Using the data below, find how many lines include the word "wooden" and report that figure alone.

__________

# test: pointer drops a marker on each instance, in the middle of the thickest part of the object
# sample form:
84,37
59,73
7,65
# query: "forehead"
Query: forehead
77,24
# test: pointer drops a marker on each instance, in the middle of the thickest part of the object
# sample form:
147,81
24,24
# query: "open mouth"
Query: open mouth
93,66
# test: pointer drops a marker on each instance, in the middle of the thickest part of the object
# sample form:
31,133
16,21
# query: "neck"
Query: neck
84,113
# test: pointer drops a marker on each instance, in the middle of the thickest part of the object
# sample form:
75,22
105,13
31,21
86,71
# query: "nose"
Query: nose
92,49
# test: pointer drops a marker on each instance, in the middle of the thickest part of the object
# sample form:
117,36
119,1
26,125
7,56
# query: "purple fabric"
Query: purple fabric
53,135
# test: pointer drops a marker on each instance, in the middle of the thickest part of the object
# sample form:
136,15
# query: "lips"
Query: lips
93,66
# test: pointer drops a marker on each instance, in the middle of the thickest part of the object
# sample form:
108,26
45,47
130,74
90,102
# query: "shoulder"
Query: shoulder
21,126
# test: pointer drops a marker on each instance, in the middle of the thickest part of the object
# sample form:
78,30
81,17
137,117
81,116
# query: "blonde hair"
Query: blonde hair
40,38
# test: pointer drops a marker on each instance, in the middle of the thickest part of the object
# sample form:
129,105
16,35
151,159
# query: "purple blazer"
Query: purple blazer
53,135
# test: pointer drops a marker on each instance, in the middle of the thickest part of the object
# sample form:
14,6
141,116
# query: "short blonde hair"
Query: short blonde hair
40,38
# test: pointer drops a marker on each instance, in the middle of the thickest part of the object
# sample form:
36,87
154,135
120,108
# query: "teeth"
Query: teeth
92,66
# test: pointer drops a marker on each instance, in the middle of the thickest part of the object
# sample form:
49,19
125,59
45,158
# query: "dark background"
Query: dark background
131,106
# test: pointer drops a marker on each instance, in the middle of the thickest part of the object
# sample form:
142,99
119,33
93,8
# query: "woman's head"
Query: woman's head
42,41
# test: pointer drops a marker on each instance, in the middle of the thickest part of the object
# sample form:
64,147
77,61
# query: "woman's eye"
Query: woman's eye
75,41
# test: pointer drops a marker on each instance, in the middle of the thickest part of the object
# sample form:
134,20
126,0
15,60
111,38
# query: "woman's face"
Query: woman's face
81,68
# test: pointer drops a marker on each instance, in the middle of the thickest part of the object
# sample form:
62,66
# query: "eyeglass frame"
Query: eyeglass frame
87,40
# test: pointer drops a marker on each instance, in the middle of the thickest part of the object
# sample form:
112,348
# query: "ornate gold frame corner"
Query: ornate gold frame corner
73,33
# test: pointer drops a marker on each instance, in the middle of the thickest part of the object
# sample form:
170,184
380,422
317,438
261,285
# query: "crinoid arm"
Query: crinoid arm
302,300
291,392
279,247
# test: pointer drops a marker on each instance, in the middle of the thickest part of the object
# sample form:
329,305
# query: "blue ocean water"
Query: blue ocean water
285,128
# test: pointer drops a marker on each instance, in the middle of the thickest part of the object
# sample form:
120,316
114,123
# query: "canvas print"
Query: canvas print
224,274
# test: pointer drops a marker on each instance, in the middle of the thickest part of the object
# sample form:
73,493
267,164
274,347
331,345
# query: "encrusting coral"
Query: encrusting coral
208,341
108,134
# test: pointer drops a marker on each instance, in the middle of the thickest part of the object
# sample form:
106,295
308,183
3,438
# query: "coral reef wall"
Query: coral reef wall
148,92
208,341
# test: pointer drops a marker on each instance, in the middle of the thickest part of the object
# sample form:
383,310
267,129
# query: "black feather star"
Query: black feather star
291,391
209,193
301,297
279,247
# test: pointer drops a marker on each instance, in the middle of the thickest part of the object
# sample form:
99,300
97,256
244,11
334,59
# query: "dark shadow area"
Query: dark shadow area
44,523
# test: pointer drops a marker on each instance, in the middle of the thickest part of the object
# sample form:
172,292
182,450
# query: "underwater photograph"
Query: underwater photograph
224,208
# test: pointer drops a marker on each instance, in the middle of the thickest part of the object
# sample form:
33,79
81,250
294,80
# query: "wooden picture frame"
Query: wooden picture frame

__________

Task result => 2